### [WORK INSTRUCTIONS]
Figure out how many lines in these records contain "shelf". Only the number belongs in the reply.

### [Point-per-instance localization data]

☆ ☆ ☆ ☆ ☆ ☆ ☆

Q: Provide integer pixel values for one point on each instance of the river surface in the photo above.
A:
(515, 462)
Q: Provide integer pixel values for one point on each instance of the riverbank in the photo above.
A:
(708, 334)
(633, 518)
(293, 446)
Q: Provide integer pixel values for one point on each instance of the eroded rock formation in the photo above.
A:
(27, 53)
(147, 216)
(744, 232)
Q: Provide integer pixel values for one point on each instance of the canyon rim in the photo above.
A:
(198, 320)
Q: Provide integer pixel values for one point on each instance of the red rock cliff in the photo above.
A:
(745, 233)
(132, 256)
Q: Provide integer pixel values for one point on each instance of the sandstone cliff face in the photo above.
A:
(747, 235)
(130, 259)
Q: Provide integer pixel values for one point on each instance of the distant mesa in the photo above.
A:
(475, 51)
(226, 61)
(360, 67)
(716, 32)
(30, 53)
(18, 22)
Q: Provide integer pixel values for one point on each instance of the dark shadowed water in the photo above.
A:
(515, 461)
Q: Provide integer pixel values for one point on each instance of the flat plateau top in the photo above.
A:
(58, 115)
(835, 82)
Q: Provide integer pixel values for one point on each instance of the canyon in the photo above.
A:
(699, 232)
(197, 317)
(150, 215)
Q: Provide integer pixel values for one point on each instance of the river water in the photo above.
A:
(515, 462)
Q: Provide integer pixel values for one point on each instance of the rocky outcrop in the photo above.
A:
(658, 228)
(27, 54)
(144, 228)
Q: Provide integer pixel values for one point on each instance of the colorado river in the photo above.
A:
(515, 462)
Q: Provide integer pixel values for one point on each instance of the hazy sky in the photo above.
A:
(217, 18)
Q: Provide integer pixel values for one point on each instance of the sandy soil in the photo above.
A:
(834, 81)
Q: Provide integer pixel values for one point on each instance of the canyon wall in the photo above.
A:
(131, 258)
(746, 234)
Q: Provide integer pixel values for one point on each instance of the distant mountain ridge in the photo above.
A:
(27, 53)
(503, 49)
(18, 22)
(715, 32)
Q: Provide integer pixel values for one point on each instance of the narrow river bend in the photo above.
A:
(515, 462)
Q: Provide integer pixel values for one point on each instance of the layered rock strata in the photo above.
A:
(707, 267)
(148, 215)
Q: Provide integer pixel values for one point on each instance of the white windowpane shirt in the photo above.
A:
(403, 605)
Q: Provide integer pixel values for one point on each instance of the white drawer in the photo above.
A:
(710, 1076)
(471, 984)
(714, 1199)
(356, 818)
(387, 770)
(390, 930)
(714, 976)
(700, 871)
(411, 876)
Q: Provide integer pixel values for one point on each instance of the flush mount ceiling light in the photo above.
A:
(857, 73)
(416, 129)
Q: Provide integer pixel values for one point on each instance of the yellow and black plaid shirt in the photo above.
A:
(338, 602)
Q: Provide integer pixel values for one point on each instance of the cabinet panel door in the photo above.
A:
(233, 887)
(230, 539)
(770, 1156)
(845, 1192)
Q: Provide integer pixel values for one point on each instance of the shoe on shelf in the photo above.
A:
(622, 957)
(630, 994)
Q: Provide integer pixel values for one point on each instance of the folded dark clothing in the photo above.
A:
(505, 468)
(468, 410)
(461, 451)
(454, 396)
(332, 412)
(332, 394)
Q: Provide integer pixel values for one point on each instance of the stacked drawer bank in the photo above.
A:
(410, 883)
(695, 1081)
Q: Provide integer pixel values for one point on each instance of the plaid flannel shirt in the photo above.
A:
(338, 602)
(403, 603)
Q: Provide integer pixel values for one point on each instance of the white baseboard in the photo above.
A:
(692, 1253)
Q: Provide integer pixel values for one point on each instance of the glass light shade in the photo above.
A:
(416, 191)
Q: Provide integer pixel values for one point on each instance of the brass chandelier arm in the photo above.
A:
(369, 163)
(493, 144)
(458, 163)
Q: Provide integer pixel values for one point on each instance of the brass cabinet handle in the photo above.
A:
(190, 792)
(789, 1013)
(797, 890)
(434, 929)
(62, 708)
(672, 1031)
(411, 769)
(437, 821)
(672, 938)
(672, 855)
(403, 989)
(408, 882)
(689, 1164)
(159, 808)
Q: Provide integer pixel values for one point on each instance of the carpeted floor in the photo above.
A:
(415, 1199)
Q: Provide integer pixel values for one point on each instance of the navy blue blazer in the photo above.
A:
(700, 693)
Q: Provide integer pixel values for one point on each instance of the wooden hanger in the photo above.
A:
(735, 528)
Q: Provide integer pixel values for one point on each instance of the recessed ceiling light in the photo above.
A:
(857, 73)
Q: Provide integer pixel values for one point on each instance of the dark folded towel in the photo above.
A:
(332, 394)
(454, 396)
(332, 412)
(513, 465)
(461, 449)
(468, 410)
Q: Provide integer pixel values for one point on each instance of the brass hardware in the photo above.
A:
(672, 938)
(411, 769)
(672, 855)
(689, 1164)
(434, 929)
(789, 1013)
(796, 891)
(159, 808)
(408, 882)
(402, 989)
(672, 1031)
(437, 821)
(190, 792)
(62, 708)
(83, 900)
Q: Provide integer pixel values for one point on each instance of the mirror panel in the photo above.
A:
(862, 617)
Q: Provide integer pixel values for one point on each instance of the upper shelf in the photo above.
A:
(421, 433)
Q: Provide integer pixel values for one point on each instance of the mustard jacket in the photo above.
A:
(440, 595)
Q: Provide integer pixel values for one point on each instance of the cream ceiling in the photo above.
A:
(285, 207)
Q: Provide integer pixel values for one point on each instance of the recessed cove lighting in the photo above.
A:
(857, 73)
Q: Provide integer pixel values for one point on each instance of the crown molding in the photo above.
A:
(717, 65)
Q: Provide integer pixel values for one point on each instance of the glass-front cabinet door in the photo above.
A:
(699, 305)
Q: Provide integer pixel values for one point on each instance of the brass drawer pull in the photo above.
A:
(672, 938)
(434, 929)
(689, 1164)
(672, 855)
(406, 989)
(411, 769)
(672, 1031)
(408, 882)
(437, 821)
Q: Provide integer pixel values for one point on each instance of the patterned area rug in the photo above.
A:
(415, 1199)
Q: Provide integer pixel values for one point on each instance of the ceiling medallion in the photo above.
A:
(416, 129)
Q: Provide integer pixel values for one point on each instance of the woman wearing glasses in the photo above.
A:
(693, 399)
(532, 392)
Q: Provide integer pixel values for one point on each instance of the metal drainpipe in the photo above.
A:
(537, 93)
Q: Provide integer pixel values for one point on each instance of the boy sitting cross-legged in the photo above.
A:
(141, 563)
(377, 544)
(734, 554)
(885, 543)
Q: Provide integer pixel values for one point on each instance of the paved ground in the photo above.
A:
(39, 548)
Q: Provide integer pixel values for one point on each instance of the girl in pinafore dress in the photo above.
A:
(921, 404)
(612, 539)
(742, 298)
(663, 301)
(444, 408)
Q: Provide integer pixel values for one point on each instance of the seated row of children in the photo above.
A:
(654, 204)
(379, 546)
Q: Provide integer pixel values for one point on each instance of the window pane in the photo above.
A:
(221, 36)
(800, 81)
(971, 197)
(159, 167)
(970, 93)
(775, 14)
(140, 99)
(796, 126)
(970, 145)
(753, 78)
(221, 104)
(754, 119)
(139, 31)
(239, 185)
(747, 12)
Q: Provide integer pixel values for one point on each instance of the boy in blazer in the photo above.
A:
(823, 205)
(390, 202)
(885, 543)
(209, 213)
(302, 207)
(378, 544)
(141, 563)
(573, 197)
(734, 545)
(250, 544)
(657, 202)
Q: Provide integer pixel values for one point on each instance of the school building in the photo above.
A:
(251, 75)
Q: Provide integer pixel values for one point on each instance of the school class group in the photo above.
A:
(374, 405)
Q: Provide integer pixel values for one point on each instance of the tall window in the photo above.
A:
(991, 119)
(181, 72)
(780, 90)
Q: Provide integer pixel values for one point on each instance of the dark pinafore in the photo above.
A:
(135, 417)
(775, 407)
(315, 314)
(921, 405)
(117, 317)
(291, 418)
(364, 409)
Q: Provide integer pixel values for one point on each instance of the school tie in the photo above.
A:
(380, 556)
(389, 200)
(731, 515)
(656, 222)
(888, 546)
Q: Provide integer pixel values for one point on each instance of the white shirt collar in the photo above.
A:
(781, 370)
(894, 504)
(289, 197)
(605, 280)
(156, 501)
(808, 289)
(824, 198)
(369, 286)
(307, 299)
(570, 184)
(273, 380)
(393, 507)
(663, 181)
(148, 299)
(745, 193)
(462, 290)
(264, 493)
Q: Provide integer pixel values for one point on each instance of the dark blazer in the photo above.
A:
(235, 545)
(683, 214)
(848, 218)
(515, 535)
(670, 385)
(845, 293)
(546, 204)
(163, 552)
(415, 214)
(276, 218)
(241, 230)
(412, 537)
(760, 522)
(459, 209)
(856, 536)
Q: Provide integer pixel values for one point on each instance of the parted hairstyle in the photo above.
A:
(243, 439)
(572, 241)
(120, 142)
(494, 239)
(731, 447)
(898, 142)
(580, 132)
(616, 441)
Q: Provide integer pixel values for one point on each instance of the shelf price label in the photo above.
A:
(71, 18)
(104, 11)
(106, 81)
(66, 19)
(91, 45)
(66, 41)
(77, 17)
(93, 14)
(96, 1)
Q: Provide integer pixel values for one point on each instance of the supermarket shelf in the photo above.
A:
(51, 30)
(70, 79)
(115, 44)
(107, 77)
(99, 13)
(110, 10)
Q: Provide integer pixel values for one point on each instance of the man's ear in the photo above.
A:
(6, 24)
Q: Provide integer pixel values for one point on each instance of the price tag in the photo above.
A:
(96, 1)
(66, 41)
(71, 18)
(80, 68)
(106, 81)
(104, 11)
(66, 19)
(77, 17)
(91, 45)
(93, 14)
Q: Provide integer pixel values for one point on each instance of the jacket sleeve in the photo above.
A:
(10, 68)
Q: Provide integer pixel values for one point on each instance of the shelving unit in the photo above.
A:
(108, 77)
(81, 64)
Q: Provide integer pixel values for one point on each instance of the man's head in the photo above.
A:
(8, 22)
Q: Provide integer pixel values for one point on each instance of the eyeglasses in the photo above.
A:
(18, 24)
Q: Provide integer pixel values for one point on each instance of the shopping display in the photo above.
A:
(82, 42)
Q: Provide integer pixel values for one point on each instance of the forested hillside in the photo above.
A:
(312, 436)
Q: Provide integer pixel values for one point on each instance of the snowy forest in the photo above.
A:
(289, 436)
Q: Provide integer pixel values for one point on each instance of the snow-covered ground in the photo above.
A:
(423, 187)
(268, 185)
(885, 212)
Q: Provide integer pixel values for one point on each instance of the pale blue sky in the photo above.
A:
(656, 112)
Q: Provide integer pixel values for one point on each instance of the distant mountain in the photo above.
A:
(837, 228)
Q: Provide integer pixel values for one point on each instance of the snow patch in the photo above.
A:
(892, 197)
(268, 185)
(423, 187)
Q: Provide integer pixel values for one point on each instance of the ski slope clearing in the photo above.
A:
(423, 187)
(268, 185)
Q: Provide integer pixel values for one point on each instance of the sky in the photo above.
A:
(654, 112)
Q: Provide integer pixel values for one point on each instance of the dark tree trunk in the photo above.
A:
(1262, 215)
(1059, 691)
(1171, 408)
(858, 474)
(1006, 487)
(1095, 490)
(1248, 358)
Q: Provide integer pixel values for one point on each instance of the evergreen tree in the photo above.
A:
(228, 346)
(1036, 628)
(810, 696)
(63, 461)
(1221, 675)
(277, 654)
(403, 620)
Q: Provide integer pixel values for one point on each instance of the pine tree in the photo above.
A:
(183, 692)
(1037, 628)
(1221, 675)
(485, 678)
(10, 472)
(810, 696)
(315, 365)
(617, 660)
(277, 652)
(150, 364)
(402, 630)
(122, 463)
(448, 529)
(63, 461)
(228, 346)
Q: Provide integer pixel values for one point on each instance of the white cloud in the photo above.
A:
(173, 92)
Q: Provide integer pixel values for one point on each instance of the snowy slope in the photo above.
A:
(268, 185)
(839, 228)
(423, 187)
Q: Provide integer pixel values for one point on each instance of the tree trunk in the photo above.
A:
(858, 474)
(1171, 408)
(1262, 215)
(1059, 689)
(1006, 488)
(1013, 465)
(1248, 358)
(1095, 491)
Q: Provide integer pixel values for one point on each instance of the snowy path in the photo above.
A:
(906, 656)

☆ ☆ ☆ ☆ ☆ ☆ ☆

### [COMPLETED TASK]
4